Please summarize the simple magnifier text below in two sentences.

# Start of Text excerpt

A simple magnifier or microscope is a converging lens of small focal length (Fig.). In order to use such a lens as a microscope, the lens is held near the object, one focal length away or less, and the eye is positioned close to the lens on the other side. The idea is to get an erect, magnified and virtual image of the object at a distance so that it can be viewed comfortably, i.e., at 25 cm or more. If the object is at a distance f, the image is at infinity. However, if the object is at a distance slightly less than the focal length of the lens, the image is virtual and closer than infinity. Although the closest comfortable distance for viewing the image is when it is at the near point (distance D ≅ 25 cm), it causes some strain on the eye. Therefore, the image formed at infinity is often considered most suitable for viewing by the relaxed eye. We show both cases, the first in Fig. (a), and the second in Fig. (b) and (c).

# End of Text excerpt
# Start of Dataset section

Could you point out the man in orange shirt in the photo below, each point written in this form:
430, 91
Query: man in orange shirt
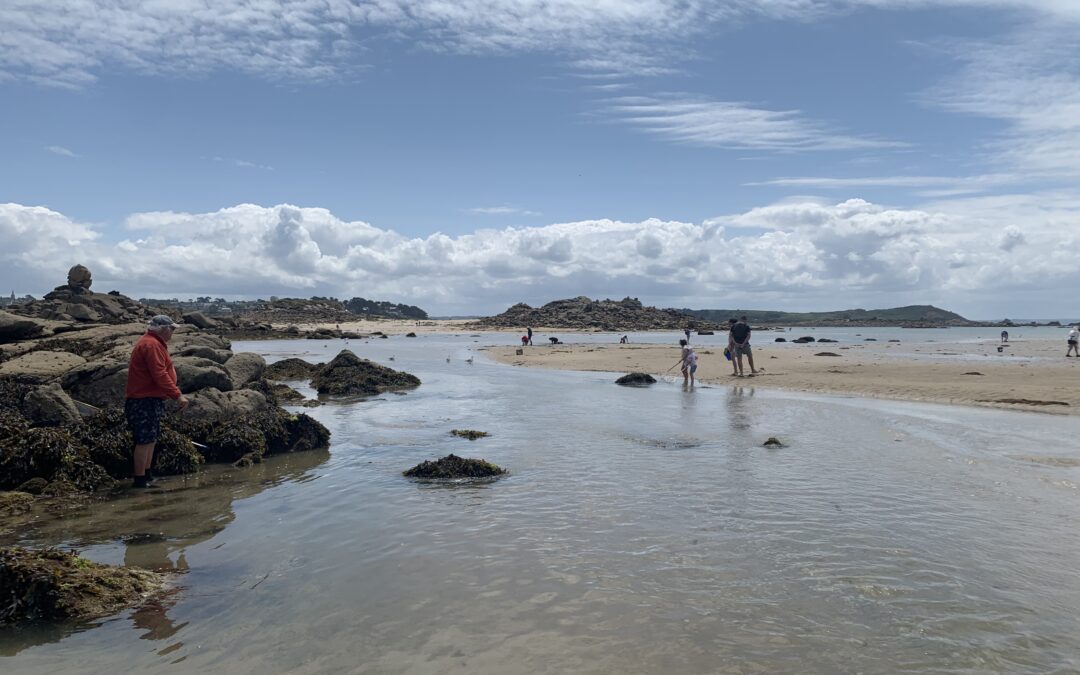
151, 378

# End of Dataset section

▶ **Final result**
A simple magnifier is a converging lens of small focal length, held one focal length or less from the object with the eye close to it on the other side, to produce an erect, magnified, virtual image that can be viewed comfortably at 25 cm or more. An object at the focal length gives an image at infinity, which is often considered best for the relaxed eye, while an object slightly closer gives a nearer virtual image, and viewing at the near point of about 25 cm is closest but strains the eye.